* [TEXT SHOWN]:

_ _ _ _

March 30, 2009 5:47 PM | Reply | Permalink
My handle says it all...
Thieves
March 30, 2009 6:01 PM | Reply | Permalink
When somebody loses, somebody wins? This investment switch was no accident of bad timing, but a calculated move.
So, who are the insiders who won?
You don't have to be a blind conservative not to see it, just an ignorant one to deny it.
March 31, 2009 9:41 AM | Reply | Permalink
100% chance that this was a conspiracy to slow the crash as pals tried to liquidate.
March 31, 2009 12:08 PM | Reply | Permalink
You who blame Bush for buying stocks could ask Congress for an audit financial report from PBGC to back up your assumptions. It may be that diversifying PBGC assets by buying fewer domestic stocks and more foreign stocks and assets other than safe, zero-return Treasuries, will, over the longterm, actuarial requirements of paying off liabilities to retirees, make money for PBGC and avoid a bailout. If this is the market bottom, as Obama's team says in their budget, and their discount rate for the market in the future is warranted, PBGC may balance its budget. As long as auto industry and municipality liabilities are not too large, and then $6.5b stock market loss will be insignificant.

_ _ _ _

* [DATA FOR REVIEW]:
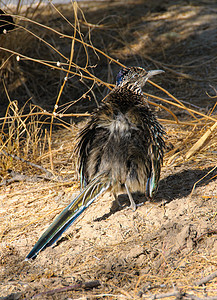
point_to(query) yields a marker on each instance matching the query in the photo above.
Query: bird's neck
(131, 87)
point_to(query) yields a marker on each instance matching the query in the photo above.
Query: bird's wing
(95, 188)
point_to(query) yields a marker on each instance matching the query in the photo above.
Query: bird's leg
(116, 199)
(132, 203)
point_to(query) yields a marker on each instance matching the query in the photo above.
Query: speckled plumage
(120, 150)
(123, 138)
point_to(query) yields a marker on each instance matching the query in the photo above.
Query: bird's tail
(95, 188)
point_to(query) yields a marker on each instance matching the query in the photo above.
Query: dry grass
(78, 74)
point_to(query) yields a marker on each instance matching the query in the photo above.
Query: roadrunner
(119, 150)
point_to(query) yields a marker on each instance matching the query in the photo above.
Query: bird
(6, 22)
(120, 150)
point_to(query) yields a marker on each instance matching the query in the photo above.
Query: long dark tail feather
(67, 217)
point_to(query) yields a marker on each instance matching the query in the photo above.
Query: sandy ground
(164, 246)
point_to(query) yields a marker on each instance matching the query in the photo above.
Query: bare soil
(166, 245)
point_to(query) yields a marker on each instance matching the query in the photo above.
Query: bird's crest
(134, 78)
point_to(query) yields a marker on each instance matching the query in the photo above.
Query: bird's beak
(154, 72)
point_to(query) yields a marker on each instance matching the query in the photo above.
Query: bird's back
(119, 139)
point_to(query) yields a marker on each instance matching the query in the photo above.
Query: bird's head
(134, 78)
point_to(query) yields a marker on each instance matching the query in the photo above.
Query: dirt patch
(166, 245)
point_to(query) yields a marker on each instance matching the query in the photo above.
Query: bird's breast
(121, 126)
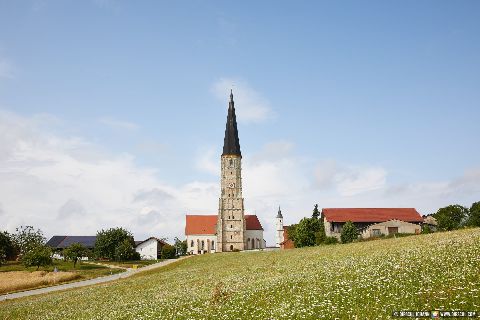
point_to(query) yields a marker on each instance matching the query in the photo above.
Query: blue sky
(339, 103)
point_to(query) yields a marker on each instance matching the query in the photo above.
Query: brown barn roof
(206, 224)
(371, 214)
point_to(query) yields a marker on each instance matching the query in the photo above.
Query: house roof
(62, 242)
(207, 224)
(371, 214)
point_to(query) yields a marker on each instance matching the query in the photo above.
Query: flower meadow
(365, 280)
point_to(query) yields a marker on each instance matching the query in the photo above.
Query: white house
(150, 249)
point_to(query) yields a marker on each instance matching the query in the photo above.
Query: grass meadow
(15, 277)
(365, 280)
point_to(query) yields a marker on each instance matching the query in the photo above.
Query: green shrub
(330, 240)
(349, 232)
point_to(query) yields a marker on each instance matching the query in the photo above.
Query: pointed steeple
(231, 143)
(279, 215)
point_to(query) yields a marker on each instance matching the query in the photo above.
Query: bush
(451, 217)
(74, 252)
(330, 240)
(108, 242)
(7, 248)
(40, 256)
(125, 252)
(349, 232)
(168, 252)
(26, 238)
(307, 232)
(474, 216)
(426, 229)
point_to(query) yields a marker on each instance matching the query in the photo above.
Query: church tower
(279, 228)
(231, 220)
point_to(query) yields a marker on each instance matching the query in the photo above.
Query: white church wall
(257, 236)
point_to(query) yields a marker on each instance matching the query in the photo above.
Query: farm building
(372, 222)
(149, 249)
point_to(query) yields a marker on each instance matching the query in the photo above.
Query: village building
(202, 238)
(430, 221)
(150, 249)
(372, 222)
(230, 229)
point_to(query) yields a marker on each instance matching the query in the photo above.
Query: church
(230, 229)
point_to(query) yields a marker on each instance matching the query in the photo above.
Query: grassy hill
(367, 279)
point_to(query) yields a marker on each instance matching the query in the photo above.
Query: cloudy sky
(112, 113)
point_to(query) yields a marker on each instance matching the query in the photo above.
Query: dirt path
(88, 282)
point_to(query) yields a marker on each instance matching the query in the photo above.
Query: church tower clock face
(231, 218)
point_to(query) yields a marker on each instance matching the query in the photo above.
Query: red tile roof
(252, 222)
(371, 214)
(196, 224)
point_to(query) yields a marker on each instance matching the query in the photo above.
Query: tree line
(28, 245)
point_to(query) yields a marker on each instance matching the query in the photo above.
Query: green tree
(108, 240)
(306, 232)
(349, 232)
(39, 256)
(316, 213)
(74, 252)
(168, 252)
(451, 217)
(474, 216)
(7, 247)
(125, 251)
(26, 238)
(180, 247)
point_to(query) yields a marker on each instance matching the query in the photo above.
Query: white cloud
(64, 186)
(118, 124)
(250, 106)
(356, 180)
(208, 161)
(67, 185)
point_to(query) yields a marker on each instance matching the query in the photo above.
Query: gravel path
(89, 282)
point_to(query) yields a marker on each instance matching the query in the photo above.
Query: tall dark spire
(231, 143)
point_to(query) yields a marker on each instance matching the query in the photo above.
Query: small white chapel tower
(279, 232)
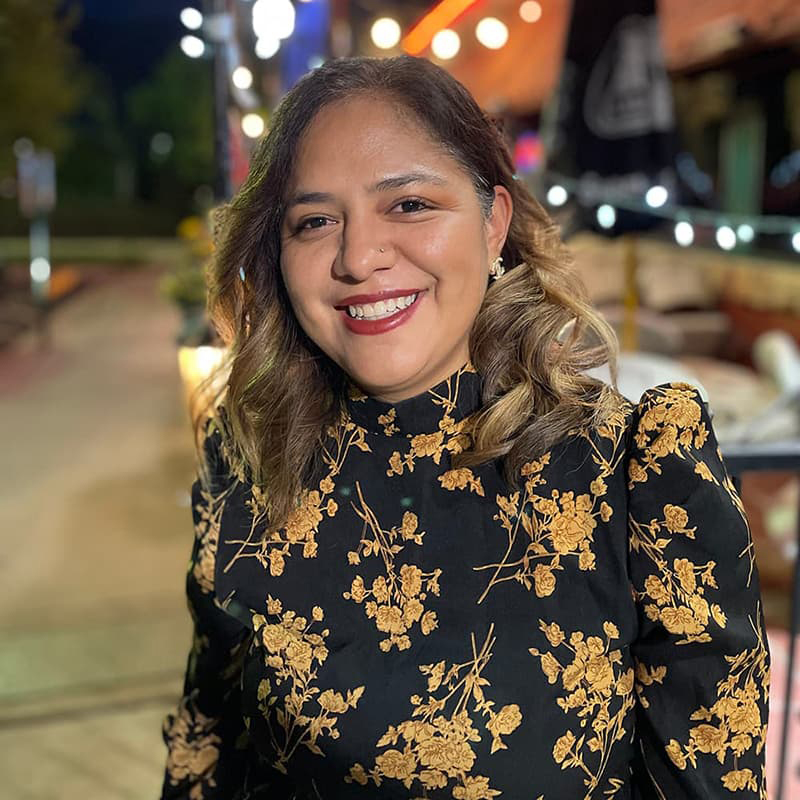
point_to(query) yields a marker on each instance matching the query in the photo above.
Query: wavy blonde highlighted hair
(283, 392)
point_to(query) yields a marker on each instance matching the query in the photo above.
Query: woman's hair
(283, 392)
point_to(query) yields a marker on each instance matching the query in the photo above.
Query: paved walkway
(95, 531)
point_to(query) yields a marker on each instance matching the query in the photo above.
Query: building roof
(522, 74)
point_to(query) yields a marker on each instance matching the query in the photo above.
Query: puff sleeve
(701, 656)
(205, 736)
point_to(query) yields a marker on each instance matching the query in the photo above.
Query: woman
(432, 557)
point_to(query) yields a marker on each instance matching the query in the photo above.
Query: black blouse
(419, 631)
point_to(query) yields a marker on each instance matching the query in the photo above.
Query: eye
(413, 204)
(311, 223)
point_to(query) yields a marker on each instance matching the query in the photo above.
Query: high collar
(455, 398)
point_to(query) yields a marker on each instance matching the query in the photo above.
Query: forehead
(367, 134)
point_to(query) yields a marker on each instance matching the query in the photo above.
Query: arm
(701, 658)
(205, 736)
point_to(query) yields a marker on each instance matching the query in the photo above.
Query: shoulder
(671, 436)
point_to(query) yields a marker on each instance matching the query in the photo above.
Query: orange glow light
(440, 16)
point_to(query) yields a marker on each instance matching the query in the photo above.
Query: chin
(385, 375)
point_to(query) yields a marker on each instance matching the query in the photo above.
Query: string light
(530, 11)
(656, 196)
(191, 19)
(193, 46)
(446, 44)
(253, 125)
(727, 229)
(684, 233)
(385, 33)
(745, 233)
(273, 18)
(606, 216)
(491, 33)
(242, 78)
(726, 237)
(557, 195)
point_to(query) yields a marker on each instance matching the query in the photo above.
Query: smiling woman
(433, 558)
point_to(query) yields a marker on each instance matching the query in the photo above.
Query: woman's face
(382, 224)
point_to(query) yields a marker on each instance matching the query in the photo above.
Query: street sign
(36, 182)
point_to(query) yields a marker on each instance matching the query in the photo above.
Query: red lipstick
(371, 327)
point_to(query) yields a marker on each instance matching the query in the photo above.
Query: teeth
(382, 308)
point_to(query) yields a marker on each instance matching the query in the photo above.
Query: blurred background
(663, 136)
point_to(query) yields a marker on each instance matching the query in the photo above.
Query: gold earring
(497, 270)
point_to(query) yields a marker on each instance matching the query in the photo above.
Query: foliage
(41, 79)
(177, 100)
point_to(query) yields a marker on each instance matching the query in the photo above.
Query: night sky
(125, 39)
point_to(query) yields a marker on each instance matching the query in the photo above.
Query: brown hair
(283, 392)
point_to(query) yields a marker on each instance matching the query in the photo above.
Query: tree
(176, 101)
(41, 79)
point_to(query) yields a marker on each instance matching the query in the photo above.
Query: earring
(497, 270)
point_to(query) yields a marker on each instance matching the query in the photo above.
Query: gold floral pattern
(434, 748)
(452, 436)
(638, 578)
(193, 748)
(557, 526)
(395, 601)
(672, 425)
(675, 594)
(735, 723)
(598, 689)
(294, 654)
(300, 532)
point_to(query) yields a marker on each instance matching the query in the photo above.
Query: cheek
(306, 289)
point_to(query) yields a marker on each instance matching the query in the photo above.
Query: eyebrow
(387, 184)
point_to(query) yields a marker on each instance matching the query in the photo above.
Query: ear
(499, 220)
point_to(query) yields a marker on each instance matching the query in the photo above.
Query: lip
(362, 299)
(372, 327)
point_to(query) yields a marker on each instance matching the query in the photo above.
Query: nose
(363, 250)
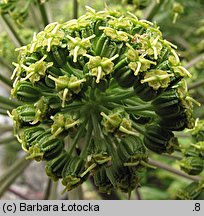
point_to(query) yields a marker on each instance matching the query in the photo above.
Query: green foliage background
(187, 32)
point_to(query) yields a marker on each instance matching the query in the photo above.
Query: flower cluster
(108, 83)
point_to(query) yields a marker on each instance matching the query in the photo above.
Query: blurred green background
(180, 21)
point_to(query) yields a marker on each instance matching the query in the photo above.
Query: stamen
(139, 64)
(65, 92)
(76, 49)
(99, 74)
(156, 77)
(185, 71)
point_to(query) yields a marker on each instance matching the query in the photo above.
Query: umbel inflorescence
(97, 93)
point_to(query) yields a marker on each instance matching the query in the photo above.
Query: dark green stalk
(153, 9)
(5, 128)
(87, 139)
(6, 65)
(53, 191)
(104, 196)
(3, 112)
(173, 170)
(118, 97)
(43, 13)
(139, 108)
(34, 17)
(14, 171)
(145, 113)
(12, 30)
(97, 132)
(196, 84)
(6, 107)
(5, 80)
(9, 102)
(194, 61)
(76, 194)
(75, 9)
(138, 128)
(77, 137)
(7, 140)
(138, 195)
(47, 190)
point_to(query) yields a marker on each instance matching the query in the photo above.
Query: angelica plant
(111, 84)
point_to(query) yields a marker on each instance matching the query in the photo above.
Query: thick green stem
(139, 108)
(12, 31)
(75, 9)
(5, 128)
(138, 128)
(76, 194)
(173, 170)
(53, 191)
(194, 61)
(97, 131)
(3, 112)
(87, 140)
(5, 80)
(196, 84)
(77, 137)
(138, 195)
(43, 13)
(6, 65)
(118, 97)
(34, 17)
(7, 140)
(12, 173)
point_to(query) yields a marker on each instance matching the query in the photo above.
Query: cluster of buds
(193, 163)
(108, 83)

_ _ _ _

* [BRIEF]:
Change "insiders" to "people" in the comment thread between "March 30, 2009 5:47" and "to deny it.", inclusive, and write out that stretch again.

* [YOUR SOLUTION]:
March 30, 2009 5:47 PM | Reply | Permalink
My handle says it all...
Thieves
March 30, 2009 6:01 PM | Reply | Permalink
When somebody loses, somebody wins? This investment switch was no accident of bad timing, but a calculated move.
So, who are the people who won?
You don't have to be a blind conservative not to see it, just an ignorant one to deny it.